Extracted records:
## start
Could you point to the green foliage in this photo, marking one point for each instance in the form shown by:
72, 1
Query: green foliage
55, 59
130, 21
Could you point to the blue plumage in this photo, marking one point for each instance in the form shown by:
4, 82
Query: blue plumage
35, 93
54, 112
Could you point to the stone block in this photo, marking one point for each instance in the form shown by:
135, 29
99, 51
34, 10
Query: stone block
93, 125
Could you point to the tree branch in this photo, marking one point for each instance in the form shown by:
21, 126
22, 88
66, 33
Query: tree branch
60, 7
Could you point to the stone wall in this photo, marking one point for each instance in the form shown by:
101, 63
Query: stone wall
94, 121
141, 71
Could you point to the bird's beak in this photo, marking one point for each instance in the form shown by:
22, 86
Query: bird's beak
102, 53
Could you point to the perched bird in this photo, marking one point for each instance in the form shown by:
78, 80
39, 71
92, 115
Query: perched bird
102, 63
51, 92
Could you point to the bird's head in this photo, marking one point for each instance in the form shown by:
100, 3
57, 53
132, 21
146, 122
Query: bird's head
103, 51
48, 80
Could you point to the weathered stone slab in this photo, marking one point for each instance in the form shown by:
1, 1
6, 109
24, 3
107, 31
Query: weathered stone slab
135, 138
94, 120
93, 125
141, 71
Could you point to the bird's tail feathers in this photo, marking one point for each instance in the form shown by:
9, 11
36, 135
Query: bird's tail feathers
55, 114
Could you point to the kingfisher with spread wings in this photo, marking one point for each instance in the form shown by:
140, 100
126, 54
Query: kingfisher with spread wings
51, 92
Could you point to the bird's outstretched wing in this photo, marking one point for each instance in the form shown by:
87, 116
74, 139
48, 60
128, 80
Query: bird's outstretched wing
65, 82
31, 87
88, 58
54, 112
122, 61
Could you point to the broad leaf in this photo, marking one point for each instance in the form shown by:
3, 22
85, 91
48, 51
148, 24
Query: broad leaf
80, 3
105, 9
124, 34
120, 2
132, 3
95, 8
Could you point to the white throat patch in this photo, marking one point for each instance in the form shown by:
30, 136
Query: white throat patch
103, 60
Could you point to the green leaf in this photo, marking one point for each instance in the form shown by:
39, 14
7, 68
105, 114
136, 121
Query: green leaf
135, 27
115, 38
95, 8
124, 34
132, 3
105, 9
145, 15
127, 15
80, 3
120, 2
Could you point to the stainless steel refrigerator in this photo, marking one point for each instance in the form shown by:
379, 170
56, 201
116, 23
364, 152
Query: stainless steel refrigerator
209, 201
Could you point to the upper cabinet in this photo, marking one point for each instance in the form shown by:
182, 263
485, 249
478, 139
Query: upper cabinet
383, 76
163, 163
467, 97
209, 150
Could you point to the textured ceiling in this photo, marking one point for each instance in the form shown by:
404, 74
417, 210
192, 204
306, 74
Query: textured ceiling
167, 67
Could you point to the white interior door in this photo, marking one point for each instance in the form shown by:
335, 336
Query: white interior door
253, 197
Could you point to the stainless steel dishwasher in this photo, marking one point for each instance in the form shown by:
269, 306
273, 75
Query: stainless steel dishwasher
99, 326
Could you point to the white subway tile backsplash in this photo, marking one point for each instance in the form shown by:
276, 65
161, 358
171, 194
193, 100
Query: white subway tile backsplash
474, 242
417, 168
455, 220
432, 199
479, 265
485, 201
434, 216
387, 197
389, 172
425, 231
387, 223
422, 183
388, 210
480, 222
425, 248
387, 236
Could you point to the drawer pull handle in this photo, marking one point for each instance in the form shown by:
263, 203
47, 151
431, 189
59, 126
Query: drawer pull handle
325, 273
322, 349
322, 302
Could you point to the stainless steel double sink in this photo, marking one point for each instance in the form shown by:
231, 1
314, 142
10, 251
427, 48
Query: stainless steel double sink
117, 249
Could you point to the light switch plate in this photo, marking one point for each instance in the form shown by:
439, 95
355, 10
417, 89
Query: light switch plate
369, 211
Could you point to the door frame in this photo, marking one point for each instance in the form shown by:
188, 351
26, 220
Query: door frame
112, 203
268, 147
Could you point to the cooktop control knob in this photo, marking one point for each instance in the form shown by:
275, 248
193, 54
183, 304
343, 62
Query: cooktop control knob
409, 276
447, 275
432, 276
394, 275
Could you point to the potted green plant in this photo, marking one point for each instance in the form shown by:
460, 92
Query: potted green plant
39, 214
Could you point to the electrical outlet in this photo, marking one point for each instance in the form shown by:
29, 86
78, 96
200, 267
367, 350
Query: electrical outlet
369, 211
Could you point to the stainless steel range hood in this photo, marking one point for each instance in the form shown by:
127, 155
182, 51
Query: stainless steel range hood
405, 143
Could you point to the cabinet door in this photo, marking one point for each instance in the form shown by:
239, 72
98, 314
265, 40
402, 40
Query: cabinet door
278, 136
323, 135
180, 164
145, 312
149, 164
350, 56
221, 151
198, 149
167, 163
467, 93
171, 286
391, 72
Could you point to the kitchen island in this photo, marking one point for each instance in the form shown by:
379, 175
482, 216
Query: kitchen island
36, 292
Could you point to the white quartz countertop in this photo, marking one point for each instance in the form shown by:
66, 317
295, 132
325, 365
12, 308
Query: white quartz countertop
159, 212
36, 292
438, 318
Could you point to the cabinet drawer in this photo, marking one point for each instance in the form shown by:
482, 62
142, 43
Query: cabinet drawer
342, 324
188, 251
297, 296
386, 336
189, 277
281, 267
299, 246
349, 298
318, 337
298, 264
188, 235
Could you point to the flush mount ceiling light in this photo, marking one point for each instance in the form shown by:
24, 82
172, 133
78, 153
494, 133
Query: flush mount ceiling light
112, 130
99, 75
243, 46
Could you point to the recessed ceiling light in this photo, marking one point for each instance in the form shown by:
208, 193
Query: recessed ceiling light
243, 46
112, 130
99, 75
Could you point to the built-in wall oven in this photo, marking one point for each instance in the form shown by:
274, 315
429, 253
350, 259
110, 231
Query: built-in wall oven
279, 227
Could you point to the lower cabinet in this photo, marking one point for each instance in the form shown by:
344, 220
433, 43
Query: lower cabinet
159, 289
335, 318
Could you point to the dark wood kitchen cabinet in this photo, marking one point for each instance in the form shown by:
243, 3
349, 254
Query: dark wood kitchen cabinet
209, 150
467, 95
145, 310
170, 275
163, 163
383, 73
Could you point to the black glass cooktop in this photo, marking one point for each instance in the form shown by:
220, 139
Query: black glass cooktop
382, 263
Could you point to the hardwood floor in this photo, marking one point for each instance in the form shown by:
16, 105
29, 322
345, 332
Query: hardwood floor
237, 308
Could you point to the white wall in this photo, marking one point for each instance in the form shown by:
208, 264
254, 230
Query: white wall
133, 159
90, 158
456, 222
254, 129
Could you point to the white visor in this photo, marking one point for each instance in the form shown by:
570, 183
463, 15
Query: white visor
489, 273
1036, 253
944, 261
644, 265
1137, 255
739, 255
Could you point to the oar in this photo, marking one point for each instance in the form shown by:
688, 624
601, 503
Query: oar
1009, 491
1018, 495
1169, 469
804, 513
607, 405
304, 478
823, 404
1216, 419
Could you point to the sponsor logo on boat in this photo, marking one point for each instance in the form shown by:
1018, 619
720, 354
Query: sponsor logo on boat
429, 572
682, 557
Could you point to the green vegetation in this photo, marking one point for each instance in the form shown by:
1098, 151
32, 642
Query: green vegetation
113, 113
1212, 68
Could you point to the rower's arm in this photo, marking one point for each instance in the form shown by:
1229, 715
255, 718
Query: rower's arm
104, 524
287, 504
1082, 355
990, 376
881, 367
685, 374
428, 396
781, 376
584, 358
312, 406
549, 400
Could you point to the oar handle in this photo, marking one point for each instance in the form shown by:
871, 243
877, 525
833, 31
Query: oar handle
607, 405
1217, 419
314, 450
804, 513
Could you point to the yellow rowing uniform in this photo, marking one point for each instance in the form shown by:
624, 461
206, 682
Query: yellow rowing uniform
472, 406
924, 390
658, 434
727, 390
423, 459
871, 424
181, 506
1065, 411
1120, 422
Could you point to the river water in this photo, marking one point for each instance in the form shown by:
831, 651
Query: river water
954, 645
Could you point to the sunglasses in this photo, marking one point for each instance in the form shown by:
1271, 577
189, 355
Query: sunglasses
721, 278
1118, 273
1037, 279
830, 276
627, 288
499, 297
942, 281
## end
_WRITTEN INSTRUCTION_: Give back exactly the lines that run from the line with "Could you point to the white wall" through the close of the material, counting both ends, and nothing more.

_CORRECT ANSWER_:
Could you point to the white wall in this photo, marking one point for each instance in the form shown by:
208, 264
254, 230
Query: white wall
133, 159
90, 158
456, 222
254, 129
Could you point to the white visor in this photo, marking one point for each instance in the form shown by:
570, 183
463, 15
Query: white visor
489, 273
1036, 253
944, 261
644, 265
1137, 255
739, 255
Could you point to the oar in this photo, marking one point for each instance in the form shown by:
688, 624
601, 503
Query: oar
1009, 491
1018, 495
1169, 469
804, 513
607, 405
304, 478
823, 404
1216, 419
Could you point to the sponsor logo on boat in this photo, marking one point for each instance in the form shown by:
1018, 619
720, 354
Query: sponsor logo on boat
429, 572
682, 557
Could you point to the green vegetation in this photo, marking one point for each instance in the form shown by:
1098, 151
32, 642
Query: green vegetation
113, 113
1212, 68
Could you point to the rower's arm in this photo, marking one point for each instance in the form shown by:
1229, 715
255, 718
Query: rower's arm
104, 524
287, 504
1082, 355
990, 376
881, 367
685, 374
428, 396
781, 376
584, 358
312, 406
549, 400
Could you point to the oar handle in this photo, marking one point for each instance in the form shown by:
871, 243
877, 525
833, 31
Query: oar handle
607, 405
1217, 419
314, 450
804, 513
Could you point to the yellow rowing uniform in this photo, marking one point for each instance in the form shown by:
624, 461
206, 682
Query: yellow rowing uniform
472, 406
924, 390
658, 434
727, 390
423, 459
871, 424
181, 506
1065, 411
1120, 422
Could you point to the river water in this photo, marking one point for each instance in the form shown by:
831, 651
Query: river water
954, 645
Could you point to the sunglasses in this photo, marking one point for each instance in the form shown by:
1271, 577
189, 355
Query: sunglasses
721, 278
1118, 273
1037, 279
830, 276
627, 288
499, 297
942, 281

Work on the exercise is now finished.